> _Task directions_:
In the tepotinib article below, copy the passage that begins at the words "Soetkin Vlassak" and stops after "illustrate key principles.", switching "published literature" to "peer-reviewed literature".

> _Text_:
Tepotinib: Management of Adverse Events in Patients With MET Exon 14 Skipping Non-Small Cell Lung Cancer

Linda Ahn

Terri Alexander

Soetkin Vlassak

Karin Berghoff

Liesbeth Lemmens

MET exon 14 skipping, non-small cell lung cancer, peripheral edema, tepotinib
CJON 2022, 26(5), 543-551. DOI: 10.1188/22.CJON.543-551

Background: Tepotinib, a highly selective, oral, once-daily MET inhibitor, has been approved for treatment of metastatic MET exon 14 skipping non-small cell lung cancer.

Objectives: This article provides nurse-specific recommendations for identification and management of tepotinib adverse events (AEs).

Methods: Guidance on monitoring and proactive/reactive AE management was developed based on published literature and real-world nursing experience. Case studies of VISION trial participants were summarized to illustrate key principles.

Findings: Tepotinib AEs are generally mild to moderate and manageable, and can include peripheral edema, hypoalbuminemia, nausea, diarrhea, and creatinine increase. Alongside supportive care, tepotinib interruption and dose reduction is recommended for grade 3 AEs. For peripheral edema, proactive monitoring is crucial, and treatment interruption (including frequent, short treatment holidays) should be considered early. Nursing management of tepotinib AEs includes proactive monitoring, patient education, and interprofessional team coordination.

> _Information shown_:
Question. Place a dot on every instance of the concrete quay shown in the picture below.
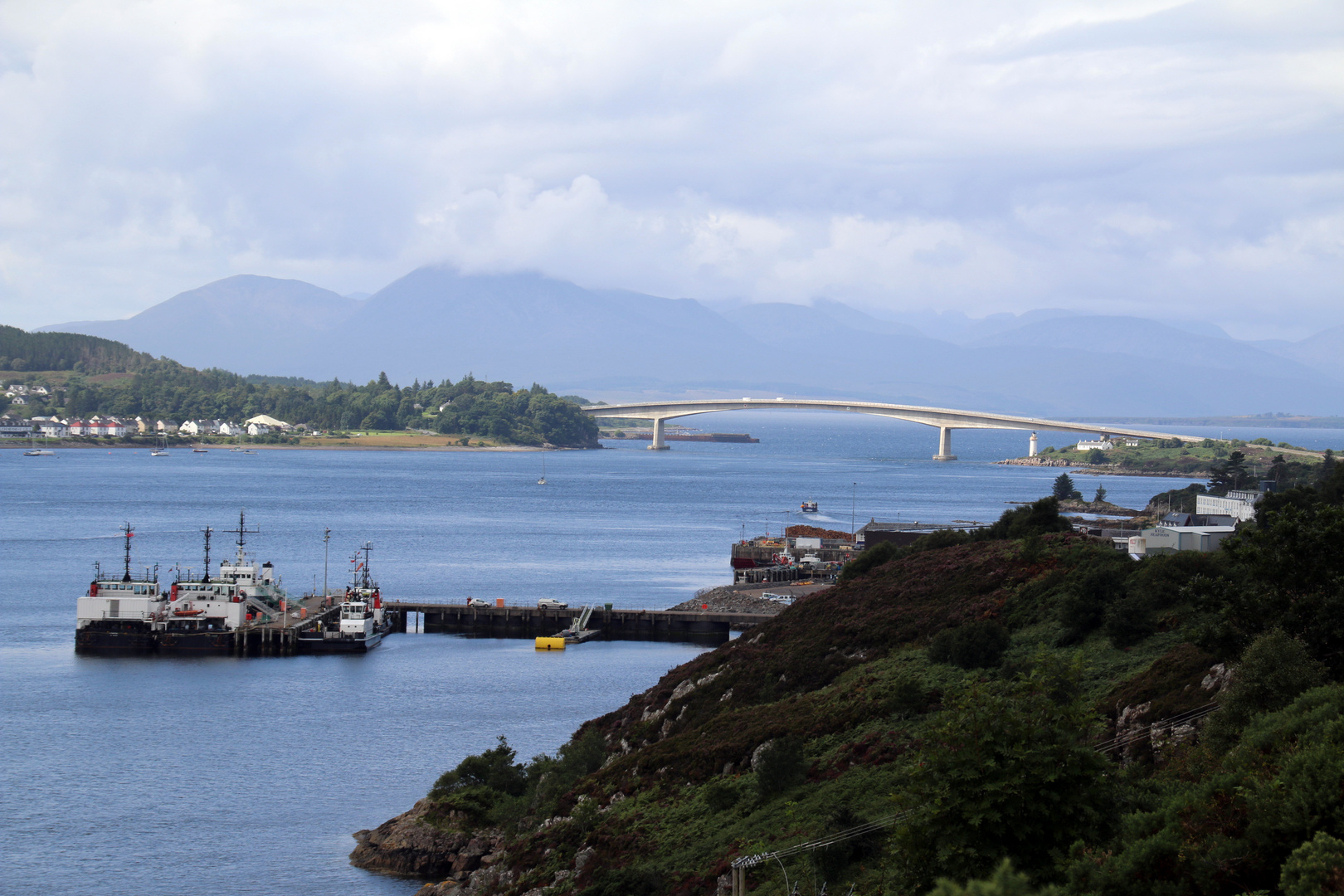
(615, 625)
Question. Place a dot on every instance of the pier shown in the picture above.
(611, 625)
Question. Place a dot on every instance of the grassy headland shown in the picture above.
(976, 684)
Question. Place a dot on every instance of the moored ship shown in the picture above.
(205, 616)
(362, 621)
(119, 614)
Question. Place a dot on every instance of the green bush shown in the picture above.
(975, 645)
(722, 796)
(1007, 772)
(1270, 674)
(1315, 868)
(780, 767)
(1004, 881)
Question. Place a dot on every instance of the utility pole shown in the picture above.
(327, 550)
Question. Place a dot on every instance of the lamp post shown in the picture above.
(327, 538)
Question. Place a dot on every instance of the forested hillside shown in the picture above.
(162, 388)
(1107, 726)
(22, 351)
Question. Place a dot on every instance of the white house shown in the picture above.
(1241, 505)
(199, 427)
(261, 419)
(1168, 539)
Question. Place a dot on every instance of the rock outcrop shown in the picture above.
(410, 845)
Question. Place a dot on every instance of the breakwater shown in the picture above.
(613, 625)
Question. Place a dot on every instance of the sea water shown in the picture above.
(247, 776)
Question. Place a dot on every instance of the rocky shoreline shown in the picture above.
(409, 845)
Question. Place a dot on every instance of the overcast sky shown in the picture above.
(1149, 158)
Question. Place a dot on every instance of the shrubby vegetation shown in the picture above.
(162, 388)
(967, 680)
(23, 351)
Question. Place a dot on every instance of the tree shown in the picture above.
(1004, 881)
(1007, 772)
(1064, 488)
(1229, 475)
(1315, 868)
(975, 645)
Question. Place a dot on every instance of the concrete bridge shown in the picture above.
(947, 419)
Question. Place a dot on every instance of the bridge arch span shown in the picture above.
(944, 418)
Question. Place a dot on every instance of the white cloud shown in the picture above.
(1166, 158)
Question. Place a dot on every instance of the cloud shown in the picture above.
(1176, 158)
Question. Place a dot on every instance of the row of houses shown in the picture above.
(116, 427)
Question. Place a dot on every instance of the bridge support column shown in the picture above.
(945, 445)
(659, 445)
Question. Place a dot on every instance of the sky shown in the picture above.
(1175, 160)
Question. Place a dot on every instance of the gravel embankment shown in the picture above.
(730, 601)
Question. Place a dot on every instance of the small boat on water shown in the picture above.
(37, 451)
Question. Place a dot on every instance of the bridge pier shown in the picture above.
(945, 445)
(659, 445)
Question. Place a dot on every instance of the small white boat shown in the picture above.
(37, 451)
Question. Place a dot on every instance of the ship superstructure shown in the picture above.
(119, 613)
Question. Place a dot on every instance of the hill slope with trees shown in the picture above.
(1025, 696)
(162, 388)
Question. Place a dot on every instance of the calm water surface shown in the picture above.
(222, 776)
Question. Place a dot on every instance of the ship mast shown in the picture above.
(205, 577)
(242, 531)
(128, 533)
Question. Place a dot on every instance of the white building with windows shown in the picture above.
(1239, 505)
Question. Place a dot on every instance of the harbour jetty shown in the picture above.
(611, 624)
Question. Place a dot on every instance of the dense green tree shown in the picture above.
(1007, 772)
(1004, 881)
(1229, 475)
(1064, 488)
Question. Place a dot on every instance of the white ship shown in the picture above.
(363, 621)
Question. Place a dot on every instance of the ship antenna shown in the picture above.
(205, 577)
(129, 533)
(242, 533)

> _Expected answer_:
Soetkin Vlassak

Karin Berghoff

Liesbeth Lemmens

MET exon 14 skipping, non-small cell lung cancer, peripheral edema, tepotinib
CJON 2022, 26(5), 543-551. DOI: 10.1188/22.CJON.543-551

Background: Tepotinib, a highly selective, oral, once-daily MET inhibitor, has been approved for treatment of metastatic MET exon 14 skipping non-small cell lung cancer.

Objectives: This article provides nurse-specific recommendations for identification and management of tepotinib adverse events (AEs).

Methods: Guidance on monitoring and proactive/reactive AE management was developed based on peer-reviewed literature and real-world nursing experience. Case studies of VISION trial participants were summarized to illustrate key principles.